Required task 1 -> Quote verbatim from the listing below, beginning at the line that has "Find the side" and stopping at the end of the listing, with both ends included.

Passage ->
▼

McCarthy, an elemental and compelling presence shaking a clenched fist at the notion of surrender, delivered as titanic a Croke Park exhibition of will as Keane had on that Italian Champions League night in 1999, the one that moved his flinty old Glaswegian patron to the brink of tears.

Remember the flood of professional respect that seeped from the Manchester United capo as he recalled his captain’s competitive passion, the surge of iron-hearted vigour that did for Juventus.

“I did not think I could have a higher opinion of any footballer than I already had of the Irishman, but he rose even further in my estimation at the Stadio Delle Alpi,” Ferguson wrote.

“It was the most emphatic display of selflessness I have seen on a football field. Pounding over every blade of grass, competing as if he would rather die of exhaustion than lose, he inspired all around him. I felt it was an honour to be associated with such a player.”

▲

Required task 2 -> Print the passage above word for word, starting at the words "Remember the flood" and stopping after "did for Juventus.".

Raw data ->

▼

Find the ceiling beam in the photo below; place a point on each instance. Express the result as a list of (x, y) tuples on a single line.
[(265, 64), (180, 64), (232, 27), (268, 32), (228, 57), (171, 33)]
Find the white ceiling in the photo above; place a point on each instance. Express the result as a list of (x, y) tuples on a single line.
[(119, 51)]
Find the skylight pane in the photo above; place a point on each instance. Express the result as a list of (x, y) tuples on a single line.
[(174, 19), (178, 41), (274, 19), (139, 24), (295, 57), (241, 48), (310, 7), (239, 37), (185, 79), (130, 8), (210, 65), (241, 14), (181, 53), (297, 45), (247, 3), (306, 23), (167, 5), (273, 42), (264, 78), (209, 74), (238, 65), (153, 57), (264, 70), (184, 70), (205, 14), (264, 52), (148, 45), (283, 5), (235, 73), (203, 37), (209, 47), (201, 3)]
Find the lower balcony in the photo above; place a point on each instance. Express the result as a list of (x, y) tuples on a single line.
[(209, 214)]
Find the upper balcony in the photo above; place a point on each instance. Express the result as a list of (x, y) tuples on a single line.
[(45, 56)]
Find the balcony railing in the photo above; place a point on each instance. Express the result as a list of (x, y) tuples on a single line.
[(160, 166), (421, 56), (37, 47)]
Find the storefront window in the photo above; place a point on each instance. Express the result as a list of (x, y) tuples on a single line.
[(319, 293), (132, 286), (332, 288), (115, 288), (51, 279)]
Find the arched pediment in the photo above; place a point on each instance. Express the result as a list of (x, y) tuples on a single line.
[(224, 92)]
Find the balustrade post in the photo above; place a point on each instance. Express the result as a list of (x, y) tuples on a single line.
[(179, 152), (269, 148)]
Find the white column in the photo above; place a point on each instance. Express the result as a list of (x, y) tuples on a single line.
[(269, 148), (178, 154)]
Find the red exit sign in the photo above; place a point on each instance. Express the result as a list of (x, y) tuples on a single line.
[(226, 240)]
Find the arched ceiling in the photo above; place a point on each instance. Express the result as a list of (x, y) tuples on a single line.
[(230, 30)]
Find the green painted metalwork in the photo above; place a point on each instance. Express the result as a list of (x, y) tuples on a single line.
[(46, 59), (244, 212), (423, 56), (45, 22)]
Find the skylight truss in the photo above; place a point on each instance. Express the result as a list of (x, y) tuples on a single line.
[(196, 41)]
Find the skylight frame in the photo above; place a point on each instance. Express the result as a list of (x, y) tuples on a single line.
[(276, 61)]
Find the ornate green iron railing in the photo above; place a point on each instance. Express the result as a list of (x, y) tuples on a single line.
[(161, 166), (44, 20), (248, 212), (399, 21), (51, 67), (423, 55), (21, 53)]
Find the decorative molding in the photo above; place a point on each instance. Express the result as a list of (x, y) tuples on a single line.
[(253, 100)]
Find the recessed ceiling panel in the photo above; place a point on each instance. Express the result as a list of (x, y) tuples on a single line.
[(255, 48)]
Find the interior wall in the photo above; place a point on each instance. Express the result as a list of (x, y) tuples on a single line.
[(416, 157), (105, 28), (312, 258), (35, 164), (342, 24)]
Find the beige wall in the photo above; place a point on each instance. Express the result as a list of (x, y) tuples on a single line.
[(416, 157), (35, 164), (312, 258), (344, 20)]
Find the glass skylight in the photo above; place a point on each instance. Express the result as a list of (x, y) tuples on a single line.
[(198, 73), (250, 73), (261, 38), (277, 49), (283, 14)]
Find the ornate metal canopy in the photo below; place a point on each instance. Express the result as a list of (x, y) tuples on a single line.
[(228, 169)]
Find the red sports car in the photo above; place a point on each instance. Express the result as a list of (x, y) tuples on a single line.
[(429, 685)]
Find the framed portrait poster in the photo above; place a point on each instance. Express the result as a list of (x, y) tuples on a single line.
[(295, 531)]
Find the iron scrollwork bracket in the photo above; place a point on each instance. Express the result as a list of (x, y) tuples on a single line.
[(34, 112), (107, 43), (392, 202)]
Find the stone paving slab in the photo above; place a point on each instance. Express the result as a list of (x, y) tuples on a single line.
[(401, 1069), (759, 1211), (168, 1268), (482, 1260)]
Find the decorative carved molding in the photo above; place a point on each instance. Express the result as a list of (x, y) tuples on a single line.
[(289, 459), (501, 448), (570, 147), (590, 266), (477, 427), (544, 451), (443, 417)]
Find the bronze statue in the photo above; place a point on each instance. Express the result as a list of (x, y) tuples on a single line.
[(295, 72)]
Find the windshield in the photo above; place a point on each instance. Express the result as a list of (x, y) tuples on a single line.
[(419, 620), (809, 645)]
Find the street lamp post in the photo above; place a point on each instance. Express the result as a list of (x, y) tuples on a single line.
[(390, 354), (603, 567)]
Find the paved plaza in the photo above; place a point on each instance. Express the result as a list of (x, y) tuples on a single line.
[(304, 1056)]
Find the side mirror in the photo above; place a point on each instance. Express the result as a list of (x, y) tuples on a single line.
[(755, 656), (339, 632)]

▲

Correct response 1 ->
Find the side mirror in the photo above; place a point on each instance. Express the result as a list of (x, y) tuples on a single line.
[(755, 656), (339, 632)]

Correct response 2 ->
Remember the flood of professional respect that seeped from the Manchester United capo as he recalled his captain’s competitive passion, the surge of iron-hearted vigour that did for Juventus.